# SHORT TASK:
Write out only the rows below, from the line containing "Look at the photo above. For every instance of the leather" through the last line inclusive, keeping the requests unchanged. Multiply every point coordinate in the answers by 2.25 and round each result to a whole number, rounding halves up.

— start —

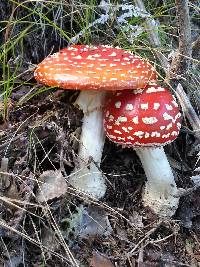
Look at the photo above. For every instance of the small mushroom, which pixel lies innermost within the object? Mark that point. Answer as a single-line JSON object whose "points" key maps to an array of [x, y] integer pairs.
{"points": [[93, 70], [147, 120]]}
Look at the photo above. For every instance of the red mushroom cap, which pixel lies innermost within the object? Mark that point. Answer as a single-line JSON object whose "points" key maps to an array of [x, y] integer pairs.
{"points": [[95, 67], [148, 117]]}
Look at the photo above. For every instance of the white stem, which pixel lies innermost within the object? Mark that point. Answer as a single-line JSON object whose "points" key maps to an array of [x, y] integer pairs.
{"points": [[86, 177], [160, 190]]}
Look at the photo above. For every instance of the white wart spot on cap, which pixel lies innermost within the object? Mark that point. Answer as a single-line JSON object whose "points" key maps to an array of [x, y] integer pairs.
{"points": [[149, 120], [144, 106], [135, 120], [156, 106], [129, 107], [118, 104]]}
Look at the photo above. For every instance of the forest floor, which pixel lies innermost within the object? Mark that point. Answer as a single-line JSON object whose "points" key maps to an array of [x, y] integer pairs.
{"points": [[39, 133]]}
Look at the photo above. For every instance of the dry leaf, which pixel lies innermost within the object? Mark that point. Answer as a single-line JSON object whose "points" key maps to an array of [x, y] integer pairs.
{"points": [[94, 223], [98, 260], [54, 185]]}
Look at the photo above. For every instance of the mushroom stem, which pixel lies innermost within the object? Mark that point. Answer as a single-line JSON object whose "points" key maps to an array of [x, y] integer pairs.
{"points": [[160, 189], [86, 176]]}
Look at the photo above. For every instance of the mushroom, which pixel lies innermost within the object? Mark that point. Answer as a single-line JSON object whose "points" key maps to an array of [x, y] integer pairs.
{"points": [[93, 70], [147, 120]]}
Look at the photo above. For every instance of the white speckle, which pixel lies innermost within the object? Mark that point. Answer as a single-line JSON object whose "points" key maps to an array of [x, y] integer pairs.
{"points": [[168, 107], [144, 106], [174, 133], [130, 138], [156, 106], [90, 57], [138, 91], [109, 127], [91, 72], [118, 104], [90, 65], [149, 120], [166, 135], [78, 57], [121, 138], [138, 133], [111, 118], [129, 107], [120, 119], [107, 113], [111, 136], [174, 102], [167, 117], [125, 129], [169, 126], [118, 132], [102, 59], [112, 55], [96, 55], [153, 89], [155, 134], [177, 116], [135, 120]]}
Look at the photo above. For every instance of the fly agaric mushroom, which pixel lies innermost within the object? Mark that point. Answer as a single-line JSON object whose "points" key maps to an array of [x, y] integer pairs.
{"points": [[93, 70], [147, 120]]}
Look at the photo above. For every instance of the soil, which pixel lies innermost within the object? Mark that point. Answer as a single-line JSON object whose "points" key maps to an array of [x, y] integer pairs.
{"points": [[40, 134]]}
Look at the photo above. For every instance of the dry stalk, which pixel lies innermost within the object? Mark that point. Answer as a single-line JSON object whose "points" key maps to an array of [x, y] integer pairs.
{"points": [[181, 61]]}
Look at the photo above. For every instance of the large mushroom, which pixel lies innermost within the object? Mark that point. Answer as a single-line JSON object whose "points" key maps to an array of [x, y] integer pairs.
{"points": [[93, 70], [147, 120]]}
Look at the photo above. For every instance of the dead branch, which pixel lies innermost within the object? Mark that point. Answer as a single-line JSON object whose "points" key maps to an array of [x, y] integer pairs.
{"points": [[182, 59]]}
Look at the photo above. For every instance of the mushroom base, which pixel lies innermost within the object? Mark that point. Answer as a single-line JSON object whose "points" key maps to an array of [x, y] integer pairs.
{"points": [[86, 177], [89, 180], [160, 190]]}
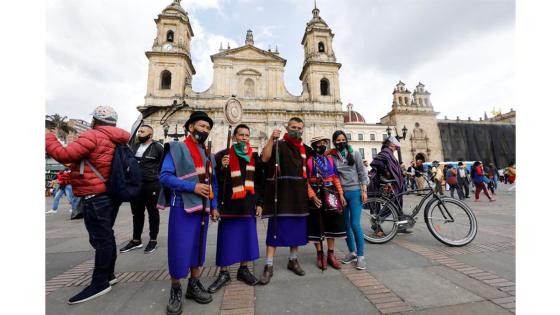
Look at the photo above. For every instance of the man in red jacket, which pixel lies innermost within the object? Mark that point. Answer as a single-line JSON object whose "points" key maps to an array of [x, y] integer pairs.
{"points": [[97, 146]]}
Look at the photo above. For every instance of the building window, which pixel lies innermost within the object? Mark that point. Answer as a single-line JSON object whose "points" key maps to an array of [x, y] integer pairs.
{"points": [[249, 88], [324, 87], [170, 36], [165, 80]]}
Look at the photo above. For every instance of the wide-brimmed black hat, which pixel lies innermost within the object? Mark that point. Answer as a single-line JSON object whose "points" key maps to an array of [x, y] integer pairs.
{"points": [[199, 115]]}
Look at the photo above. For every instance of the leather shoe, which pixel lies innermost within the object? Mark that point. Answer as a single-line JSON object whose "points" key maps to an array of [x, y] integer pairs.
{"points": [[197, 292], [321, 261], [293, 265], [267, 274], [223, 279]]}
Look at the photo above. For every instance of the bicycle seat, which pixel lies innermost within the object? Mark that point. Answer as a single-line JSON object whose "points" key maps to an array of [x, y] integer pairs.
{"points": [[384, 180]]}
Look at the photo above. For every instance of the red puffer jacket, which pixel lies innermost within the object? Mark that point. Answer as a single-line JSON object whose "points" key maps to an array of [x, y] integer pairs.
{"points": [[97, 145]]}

— end —

# ANSWER TO THIS PROBLEM:
Look at the photo above. For every instance of the leather shoe, which pixel lies innermost within the object? Mark that point. Answer as a single-line JSON object whose "points" key maps to an array of [x, y] integer pairs.
{"points": [[443, 657], [722, 587], [659, 596], [601, 617], [502, 628]]}
Look at the photo above. For every instance of the bicycle seat, which pixel lies innermost within the object? Mark that point. Answer as a single-line JSON object whose "points" key maps to an array of [x, y] integer pairs.
{"points": [[864, 405]]}
Look at the photo above. For every instance of the red puffer jacket, which pixel lies innermost within the object? Mark that point. Answer as a single-line JSON object whose "points" key maps to an array of [x, y] integer pairs.
{"points": [[218, 326]]}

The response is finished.